But invasive Russia is not the only nation in Japan’s to-be-acquired gunsights. China, which is continually building up its military forces in all domains, most notably its three-carrier navy, is identified as the “greatest strategic challenge.” North Korea, currently engaged in its busiest year ever for missile tests, is seen as a “graver, more imminent threat than before.”

According to Kyodo’s report on the document, Tokyo could use the new capability to launch a strike under three conditions: if Japan is attacked, or an attack on a friendly nation threatens Japan’s survival; if there are no appropriate means to repel an attack; and as long as any use of force is kept to a minimum.

Gray areas, big questions

The language pertaining to the use of domestic weapons if a “friendly nation” comes under an attack that “threatens Japan’s survival” is particularly tricky, with the phrasing likely to tie both domestic interpreters of the doctrine and foreign geopolitical pundits into knots.

It seems unlikely that any attack on Taiwan or South Korea would threaten Japan’s existence. However, with Tokyo heavily reliant upon its security alliance with Washington, if US forces were drawn into related combat and faced possible defeat, serious questions would need to be urgently raised in Japan’s corridors of power.

Meanwhile, as previously reported by Asia Times, questions hang over this proposed capability. One: Does Japan possess the full range of collateral assets – intelligence, surveillance and reconnaissance – necessary to enable its efficacy?

Two: If this is truly a sovereign-independent capability, how will it be integrated with US command and control systems and related assets in and around Japan? Three: How effective are high-explosive missile warheads as a deterrent given that China, North Korea and Russia are all nuclear-capable?

China was fast to respond to today’s news, with officialdom addressing the NSS’s revision within hours of the information being released.

Japan, “ignores facts, deviates from its commitment to China-Japan relations” and “groundlessly discredits” China, a Beijing Foreign Ministry spokesperson said. He accused Tokyo of “hyping up the ‘China threat’” as an excuse for a military buildup.

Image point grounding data
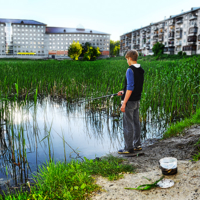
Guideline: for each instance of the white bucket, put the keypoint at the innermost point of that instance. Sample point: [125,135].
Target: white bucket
[168,163]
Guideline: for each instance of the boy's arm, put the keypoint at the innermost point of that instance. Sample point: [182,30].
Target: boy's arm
[130,87]
[127,96]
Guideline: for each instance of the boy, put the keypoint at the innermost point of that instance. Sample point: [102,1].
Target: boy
[131,101]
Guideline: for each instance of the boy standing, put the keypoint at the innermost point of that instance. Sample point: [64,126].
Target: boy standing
[131,101]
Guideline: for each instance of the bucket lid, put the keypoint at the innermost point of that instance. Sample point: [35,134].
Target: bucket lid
[165,183]
[168,158]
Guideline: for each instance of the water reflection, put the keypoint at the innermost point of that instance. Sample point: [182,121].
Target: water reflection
[35,134]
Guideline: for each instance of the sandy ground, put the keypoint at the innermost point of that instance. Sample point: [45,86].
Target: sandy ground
[187,180]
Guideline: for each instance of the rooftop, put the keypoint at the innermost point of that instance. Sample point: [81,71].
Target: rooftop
[21,21]
[171,17]
[72,30]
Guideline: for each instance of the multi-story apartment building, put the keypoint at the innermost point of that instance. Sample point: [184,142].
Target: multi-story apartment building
[31,38]
[178,33]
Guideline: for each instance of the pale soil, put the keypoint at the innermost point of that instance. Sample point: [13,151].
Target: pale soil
[187,180]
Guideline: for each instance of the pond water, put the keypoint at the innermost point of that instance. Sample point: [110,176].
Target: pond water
[55,129]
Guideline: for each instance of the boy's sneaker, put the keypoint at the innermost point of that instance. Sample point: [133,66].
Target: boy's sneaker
[138,148]
[123,151]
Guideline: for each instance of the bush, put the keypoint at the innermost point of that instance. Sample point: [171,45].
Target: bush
[180,53]
[158,49]
[91,54]
[75,50]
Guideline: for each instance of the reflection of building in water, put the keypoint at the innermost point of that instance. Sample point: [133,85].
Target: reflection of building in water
[177,33]
[31,38]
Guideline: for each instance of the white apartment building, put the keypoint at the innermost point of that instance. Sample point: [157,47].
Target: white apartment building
[178,33]
[30,38]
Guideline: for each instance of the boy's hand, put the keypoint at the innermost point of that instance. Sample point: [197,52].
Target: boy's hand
[123,107]
[120,93]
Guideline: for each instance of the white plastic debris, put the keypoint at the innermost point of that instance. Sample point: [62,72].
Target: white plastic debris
[165,183]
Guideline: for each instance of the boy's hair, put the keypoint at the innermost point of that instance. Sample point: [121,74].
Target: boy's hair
[133,54]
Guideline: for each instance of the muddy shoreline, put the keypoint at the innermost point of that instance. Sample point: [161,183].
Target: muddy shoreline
[187,180]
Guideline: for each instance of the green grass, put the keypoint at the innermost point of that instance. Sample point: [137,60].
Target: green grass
[75,180]
[171,87]
[179,127]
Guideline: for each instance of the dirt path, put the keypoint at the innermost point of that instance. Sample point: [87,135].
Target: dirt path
[187,180]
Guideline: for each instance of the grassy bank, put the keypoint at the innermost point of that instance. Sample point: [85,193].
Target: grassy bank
[171,87]
[178,128]
[74,180]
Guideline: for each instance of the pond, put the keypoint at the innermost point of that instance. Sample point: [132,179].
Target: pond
[35,133]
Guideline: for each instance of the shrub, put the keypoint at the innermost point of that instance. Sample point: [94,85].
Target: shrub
[91,54]
[75,50]
[158,49]
[180,53]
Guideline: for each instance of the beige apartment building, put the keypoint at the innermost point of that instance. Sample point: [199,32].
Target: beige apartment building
[30,38]
[178,33]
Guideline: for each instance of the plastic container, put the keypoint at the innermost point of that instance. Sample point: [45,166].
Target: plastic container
[168,165]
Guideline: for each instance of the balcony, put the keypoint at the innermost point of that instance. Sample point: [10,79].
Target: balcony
[155,28]
[160,39]
[179,36]
[171,36]
[192,39]
[148,36]
[190,48]
[178,29]
[155,35]
[161,25]
[180,21]
[193,31]
[193,17]
[155,40]
[193,25]
[171,44]
[179,44]
[171,23]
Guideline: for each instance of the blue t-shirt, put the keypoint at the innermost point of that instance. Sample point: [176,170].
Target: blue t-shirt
[130,79]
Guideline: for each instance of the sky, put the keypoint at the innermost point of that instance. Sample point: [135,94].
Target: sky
[114,17]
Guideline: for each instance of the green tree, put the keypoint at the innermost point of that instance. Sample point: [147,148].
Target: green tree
[112,46]
[158,49]
[92,53]
[85,48]
[75,50]
[116,50]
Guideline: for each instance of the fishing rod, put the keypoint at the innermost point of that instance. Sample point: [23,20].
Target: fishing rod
[110,95]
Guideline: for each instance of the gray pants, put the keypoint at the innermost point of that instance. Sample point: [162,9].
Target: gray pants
[131,125]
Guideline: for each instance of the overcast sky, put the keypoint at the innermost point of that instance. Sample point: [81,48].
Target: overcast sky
[115,17]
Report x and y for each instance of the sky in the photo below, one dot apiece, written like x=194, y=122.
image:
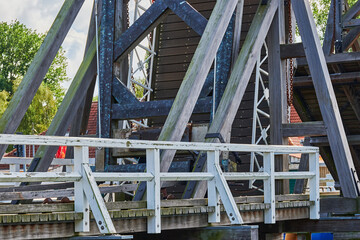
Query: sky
x=40, y=14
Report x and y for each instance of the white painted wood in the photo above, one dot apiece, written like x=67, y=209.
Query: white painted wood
x=123, y=176
x=269, y=188
x=224, y=191
x=246, y=175
x=325, y=94
x=14, y=167
x=27, y=161
x=81, y=155
x=213, y=193
x=153, y=190
x=181, y=176
x=96, y=202
x=133, y=144
x=314, y=185
x=293, y=175
x=39, y=177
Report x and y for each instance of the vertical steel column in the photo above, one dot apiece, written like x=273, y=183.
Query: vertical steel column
x=153, y=190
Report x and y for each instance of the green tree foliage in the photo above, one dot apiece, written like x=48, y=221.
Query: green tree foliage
x=18, y=46
x=40, y=112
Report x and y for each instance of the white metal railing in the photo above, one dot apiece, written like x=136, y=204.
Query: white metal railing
x=87, y=193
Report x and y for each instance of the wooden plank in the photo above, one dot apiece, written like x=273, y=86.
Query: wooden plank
x=59, y=193
x=303, y=129
x=353, y=98
x=338, y=41
x=240, y=76
x=336, y=78
x=106, y=53
x=327, y=99
x=323, y=141
x=294, y=50
x=193, y=82
x=154, y=109
x=353, y=12
x=328, y=44
x=277, y=97
x=335, y=58
x=352, y=23
x=80, y=122
x=27, y=89
x=141, y=28
x=300, y=184
x=351, y=37
x=67, y=109
x=188, y=14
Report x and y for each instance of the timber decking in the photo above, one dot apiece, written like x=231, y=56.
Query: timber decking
x=57, y=220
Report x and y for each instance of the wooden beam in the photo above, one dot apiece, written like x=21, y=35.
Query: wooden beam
x=334, y=58
x=106, y=52
x=80, y=122
x=67, y=109
x=300, y=184
x=303, y=129
x=328, y=44
x=141, y=28
x=188, y=14
x=154, y=109
x=353, y=12
x=336, y=78
x=28, y=87
x=194, y=79
x=240, y=76
x=278, y=103
x=351, y=37
x=295, y=50
x=323, y=141
x=327, y=99
x=237, y=30
x=352, y=23
x=353, y=98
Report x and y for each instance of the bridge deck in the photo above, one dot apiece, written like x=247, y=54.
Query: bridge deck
x=57, y=220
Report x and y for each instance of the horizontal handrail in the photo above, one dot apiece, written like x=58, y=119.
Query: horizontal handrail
x=87, y=192
x=140, y=144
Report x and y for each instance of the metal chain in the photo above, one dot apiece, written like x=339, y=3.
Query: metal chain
x=289, y=84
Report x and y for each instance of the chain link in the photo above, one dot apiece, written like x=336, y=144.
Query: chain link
x=289, y=84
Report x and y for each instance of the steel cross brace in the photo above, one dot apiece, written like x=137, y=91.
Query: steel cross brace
x=218, y=188
x=87, y=194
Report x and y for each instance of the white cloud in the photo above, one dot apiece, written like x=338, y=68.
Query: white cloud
x=40, y=14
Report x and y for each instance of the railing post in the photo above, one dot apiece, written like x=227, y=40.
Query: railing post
x=213, y=193
x=153, y=190
x=81, y=203
x=314, y=185
x=269, y=187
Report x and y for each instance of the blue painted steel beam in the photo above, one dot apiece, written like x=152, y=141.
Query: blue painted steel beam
x=122, y=94
x=151, y=18
x=154, y=109
x=106, y=53
x=188, y=14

Problem 1:
Translate this sentence from the text on Japan's security strategy into Spanish: "It seems unlikely that any attack on Taiwan or South Korea would threaten Japan’s existence."
Problem 2:
In the text on Japan's security strategy, repeat the words from "Meanwhile, as previously" up to and including "are all nuclear-capable?".

Response box 1:
Parece poco probable que cualquier ataque contra Taiwán o Corea del Sur amenace la existencia de Japón.

Response box 2:
Meanwhile, as previously reported by Asia Times, questions hang over this proposed capability. One: Does Japan possess the full range of collateral assets – intelligence, surveillance and reconnaissance – necessary to enable its efficacy?

Two: If this is truly a sovereign-independent capability, how will it be integrated with US command and control systems and related assets in and around Japan? Three: How effective are high-explosive missile warheads as a deterrent given that China, North Korea and Russia are all nuclear-capable?